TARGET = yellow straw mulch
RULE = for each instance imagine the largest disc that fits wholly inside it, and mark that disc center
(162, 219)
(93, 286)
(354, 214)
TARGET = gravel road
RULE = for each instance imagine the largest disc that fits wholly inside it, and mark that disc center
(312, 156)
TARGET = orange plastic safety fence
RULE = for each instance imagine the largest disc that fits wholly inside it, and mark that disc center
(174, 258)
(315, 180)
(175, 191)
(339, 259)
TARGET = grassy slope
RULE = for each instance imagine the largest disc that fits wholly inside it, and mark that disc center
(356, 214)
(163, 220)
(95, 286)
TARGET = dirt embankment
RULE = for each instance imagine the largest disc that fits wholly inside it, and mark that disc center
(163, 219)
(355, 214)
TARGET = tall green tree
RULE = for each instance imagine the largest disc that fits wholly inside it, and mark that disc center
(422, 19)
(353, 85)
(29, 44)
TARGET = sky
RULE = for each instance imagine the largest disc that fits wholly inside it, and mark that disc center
____________________
__TASK__:
Please put every line of the listing above into a Markdown table with two columns, Row for the row number and Line for the line itself, and skip any blank lines.

__TASK ANSWER__:
| Row | Line |
|---|---|
| 1 | TARGET = yellow straw mulch |
| 2 | RULE = for each instance imagine the largest disc that fits wholly inside it, and mark that disc center |
| 3 | (162, 219) |
| 4 | (93, 286) |
| 5 | (354, 214) |
| 6 | TARGET = gravel road |
| 7 | RULE = for each instance imagine the largest disc that fits wholly inside it, and mark that disc center |
| 8 | (312, 156) |
| 9 | TARGET = orange plastic safety fence |
| 10 | RULE = for each instance imagine the largest disc that fits wholly inside it, and mark that disc center |
| 11 | (174, 258) |
| 12 | (315, 180) |
| 13 | (175, 191) |
| 14 | (339, 259) |
| 15 | TARGET = grassy slope |
| 16 | RULE = for each instance imagine the largest disc that fits wholly inside it, and mark that disc center |
| 17 | (356, 214) |
| 18 | (163, 220) |
| 19 | (95, 286) |
| 20 | TARGET = dirt embankment |
| 21 | RULE = for each instance imagine the largest disc that fits wholly inside it, and mark that disc center |
| 22 | (163, 219) |
| 23 | (355, 214) |
| 24 | TARGET = tall green tree |
| 25 | RULE = for each instance imagine the largest disc that fits wholly inside it, and mark that disc center |
| 26 | (422, 19) |
| 27 | (353, 85) |
| 28 | (29, 44) |
| 29 | TARGET = sky |
| 30 | RULE = for each instance imagine the largest disc that fits wholly inside it, and mark that disc center |